**Text extract:**
--------------------------------
Menu

Getting Loopy

August 1, 2001

Bob DuCharme

Programming languages use loops to execute an action or series of actions multiple times. After performing the last action of such a series, the program "loops" back up to the first one. It may repeat these actions a specific number of times—for example, five times or thirty times. It may repeat the actions until a specified condition is true—for example, until there's no more input to read or until a prime number greater than a million has been calculated. XSLT offers two ways to repeat a series of actions:

  • The xsl:for-each instruction lets you perform a group of instructions on a given set of nodes. The specification of those nodes can take full advantage of the options offered by XPath's axis specifiers, node tests, and predicate conditions. In other words, for any set of a source tree's nodes that you can describe with an XPath expression, there's a way to say "perform this set of actions on these nodes". While this provides a way to execute a set of instructions repeatedly, you're repeating them over a set of nodes, not for an arbitrary number of iterations, which is what a "for" loop does in most programming languages.

  • By having a named template call itself recursively with parameters, you can execute a series of instructions for a fixed number of times or until a given condition is true. This technique comes from one of XSLT's ancestors, LISP, a programming language developed for artificial intelligence work in the 1960s. It may be unfamiliar to programmers accustomed to the "for" and "while" loops available in procedural like Java, C++, and Visual Basic, but it can perform the same tasks.

Iteration Across Nodes with xsl:for-each

When do you need xsl:for-each? Less often than you might think. If there's something you need to do with (or to) a particular set of nodes, an xsl:template template rule may be the best way to do it. Reviewing this approach will make it easier to understand what the xsl:for-each instruction can offer us.

In an xsl:template template rule, you specify a pattern in the match attribute that describes which nodes you want the rule to act on. For example, let's say we want to list the figure titles in the following document. (The sample document, stylesheets, and output are available in this zip file.)

<chapter>
<para>Then with expanded wings he steers his flight</para>
<figure><title>"Incumbent on the Dusky Air"</title>
<graphic fileref="pic1.jpg"/></figure>
<para>Aloft, incumbent on the dusky Air</para>
<sect1>
<para>That felt unusual weight, till on dry Land</para>
<figure><title>"He Lights"</title>
<graphic fileref="pic2.jpg"/></figure>
<para>He lights, if it were Land that ever burned</para>
<sect2>
<para>With solid, as the Lake with liquid fire</para>
<figure><title>"The Lake with Liquid Fire"</title>
<graphic fileref="pic3.jpg"/></figure>
</sect2>
</sect1>
</chapter>

The following stylesheet adds only these title elements to the result tree. It suppresses the para elements, which are the only other elements that have character data.

<xsl:stylesheet xmlns:xsl="http://www.w3.org/1999/XSL/Transform"
--------------------------------
**Stored records:**

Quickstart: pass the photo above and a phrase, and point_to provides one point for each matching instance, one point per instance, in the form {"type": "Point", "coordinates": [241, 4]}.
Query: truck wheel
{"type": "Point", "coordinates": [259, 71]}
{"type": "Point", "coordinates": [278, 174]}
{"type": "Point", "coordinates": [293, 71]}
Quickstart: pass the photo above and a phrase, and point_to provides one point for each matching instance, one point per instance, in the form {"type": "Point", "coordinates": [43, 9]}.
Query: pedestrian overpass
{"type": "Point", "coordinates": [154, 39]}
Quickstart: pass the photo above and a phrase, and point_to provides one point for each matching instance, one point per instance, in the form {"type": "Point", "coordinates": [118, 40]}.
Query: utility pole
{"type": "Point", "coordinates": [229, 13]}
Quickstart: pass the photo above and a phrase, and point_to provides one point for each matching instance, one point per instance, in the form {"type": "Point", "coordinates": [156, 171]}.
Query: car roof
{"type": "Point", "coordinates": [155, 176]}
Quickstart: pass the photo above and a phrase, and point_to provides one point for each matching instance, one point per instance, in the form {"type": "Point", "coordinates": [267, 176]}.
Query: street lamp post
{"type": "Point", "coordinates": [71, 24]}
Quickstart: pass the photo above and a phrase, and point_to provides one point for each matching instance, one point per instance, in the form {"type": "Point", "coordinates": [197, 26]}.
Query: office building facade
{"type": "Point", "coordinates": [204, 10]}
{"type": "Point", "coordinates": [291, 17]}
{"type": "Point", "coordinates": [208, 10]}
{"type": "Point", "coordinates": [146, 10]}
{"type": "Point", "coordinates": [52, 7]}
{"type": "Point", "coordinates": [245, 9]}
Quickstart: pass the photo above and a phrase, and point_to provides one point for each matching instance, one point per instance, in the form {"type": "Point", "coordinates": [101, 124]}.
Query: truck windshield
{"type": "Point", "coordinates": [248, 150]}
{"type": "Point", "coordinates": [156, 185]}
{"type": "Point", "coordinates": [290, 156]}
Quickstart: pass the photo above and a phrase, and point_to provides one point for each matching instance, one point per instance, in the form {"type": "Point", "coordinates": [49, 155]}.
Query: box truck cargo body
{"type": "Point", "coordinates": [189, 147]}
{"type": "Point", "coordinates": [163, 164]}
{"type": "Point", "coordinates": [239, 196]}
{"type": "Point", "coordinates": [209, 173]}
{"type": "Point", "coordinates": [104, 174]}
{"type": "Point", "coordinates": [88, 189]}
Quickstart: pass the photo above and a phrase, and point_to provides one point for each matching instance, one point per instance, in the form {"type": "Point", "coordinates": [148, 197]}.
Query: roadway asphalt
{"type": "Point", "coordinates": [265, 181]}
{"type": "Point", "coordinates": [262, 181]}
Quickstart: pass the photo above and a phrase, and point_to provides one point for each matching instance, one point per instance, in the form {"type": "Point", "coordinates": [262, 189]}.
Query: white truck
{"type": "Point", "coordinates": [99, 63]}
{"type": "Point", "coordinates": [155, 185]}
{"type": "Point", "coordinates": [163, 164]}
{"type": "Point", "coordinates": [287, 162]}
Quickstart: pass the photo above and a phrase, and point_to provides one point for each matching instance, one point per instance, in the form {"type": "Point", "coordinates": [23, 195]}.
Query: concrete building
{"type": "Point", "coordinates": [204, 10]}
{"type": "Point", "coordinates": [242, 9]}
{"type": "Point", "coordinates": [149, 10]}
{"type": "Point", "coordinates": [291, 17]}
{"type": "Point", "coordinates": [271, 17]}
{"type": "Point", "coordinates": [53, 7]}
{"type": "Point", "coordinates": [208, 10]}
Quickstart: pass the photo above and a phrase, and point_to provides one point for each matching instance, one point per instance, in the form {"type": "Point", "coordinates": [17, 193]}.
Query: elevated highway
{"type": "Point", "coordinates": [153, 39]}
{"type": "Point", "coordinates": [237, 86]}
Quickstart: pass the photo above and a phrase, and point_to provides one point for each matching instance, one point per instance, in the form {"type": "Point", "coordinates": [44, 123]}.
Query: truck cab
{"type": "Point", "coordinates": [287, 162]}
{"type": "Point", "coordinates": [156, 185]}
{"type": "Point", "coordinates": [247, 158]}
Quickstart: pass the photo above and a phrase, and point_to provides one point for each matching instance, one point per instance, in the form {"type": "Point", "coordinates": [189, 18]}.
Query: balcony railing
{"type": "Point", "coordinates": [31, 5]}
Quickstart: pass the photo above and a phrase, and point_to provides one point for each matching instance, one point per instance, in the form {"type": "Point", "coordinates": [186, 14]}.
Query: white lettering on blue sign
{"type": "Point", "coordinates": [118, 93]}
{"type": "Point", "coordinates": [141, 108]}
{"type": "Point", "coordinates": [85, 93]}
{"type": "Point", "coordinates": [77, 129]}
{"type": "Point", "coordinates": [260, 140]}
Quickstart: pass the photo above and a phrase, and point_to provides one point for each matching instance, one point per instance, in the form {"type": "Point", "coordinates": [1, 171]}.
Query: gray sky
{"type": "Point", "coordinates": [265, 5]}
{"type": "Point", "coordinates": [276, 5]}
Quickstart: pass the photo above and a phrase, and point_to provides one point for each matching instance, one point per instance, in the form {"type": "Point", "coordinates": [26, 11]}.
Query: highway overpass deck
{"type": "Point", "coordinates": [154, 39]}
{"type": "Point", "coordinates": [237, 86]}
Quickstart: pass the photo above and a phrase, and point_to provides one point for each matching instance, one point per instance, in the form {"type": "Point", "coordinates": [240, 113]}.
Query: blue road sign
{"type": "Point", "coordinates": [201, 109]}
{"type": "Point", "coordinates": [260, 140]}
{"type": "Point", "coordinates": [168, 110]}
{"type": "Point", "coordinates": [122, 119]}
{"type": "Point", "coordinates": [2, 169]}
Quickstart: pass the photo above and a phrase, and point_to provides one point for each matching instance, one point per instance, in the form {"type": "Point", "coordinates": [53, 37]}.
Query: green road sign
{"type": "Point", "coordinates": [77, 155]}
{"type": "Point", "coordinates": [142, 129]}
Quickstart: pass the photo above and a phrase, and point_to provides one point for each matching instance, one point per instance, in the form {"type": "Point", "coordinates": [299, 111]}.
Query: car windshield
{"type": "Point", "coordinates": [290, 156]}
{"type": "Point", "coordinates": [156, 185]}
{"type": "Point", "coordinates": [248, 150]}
--------------------------------
**Exercise 1:**
Answer these questions using the XSLT loops article:
(a) What date does the article carry?
(b) Which of XSLT's ancestors does the recursive named-template technique come from?
(c) In an xsl:template template rule, which attribute holds the pattern that describes the nodes the rule acts on?
**Exercise 2:** Please reproduce the XSLT loops article word for word from "When do you" to "this zip file.)".
**Exercise 3:** Carry on writing the XSLT loops article from the point where it stops.
The material comes from a different source than the XSLT loops article.

**Exercise response 1:**
(a) August 1, 2001
(b) LISP
(c) The match attribute

**Exercise response 2:**
When do you need xsl:for-each? Less often than you might think. If there's something you need to do with (or to) a particular set of nodes, an xsl:template template rule may be the best way to do it. Reviewing this approach will make it easier to understand what the xsl:for-each instruction can offer us.

In an xsl:template template rule, you specify a pattern in the match attribute that describes which nodes you want the rule to act on. For example, let's say we want to list the figure titles in the following document. (The sample document, stylesheets, and output are available in this zip file.)

**Exercise response 3:**
     version="1.0">
<xsl:output method="xml" omit-xml-declaration="yes" indent="no"/>

  <xsl:template match="figure/title">
    <xsl:apply-templates/>
  </xsl:template>

  <xsl:template match="para"/>

</xsl:stylesheet>

This stylesheet creates the following result from the document above:

"Incumbent on the Dusky Air"

"He Lights"

"The Lake with Liquid Fire"

Simple template rules aren't always enough to perform a series of actions on a specified set of nodes. What if you want to list the figure titles at the top of the result document and then output the rest of the source document under that list? A stylesheet, like the one above, that goes through the document adding only the figure's title elements to the result tree won't do this because the para elements need to be added as well. Our new stylesheet needs to add all the figure titles to the result tree as soon as it reaches the beginning of the source tree's chapter element, and then it must continue through the rest of the source tree processing the remaining nodes.

The xsl:for-each instruction is great for this. The following template rule has four children:

  • A text node with the string "Pictures:".

  • An xsl:for-each instruction to add the figure elements' title subelements to the result tree.

  • A text node with the string "Chapter: ".

  • An xsl:apply-templates element to add the chapter element's contents to the result tree.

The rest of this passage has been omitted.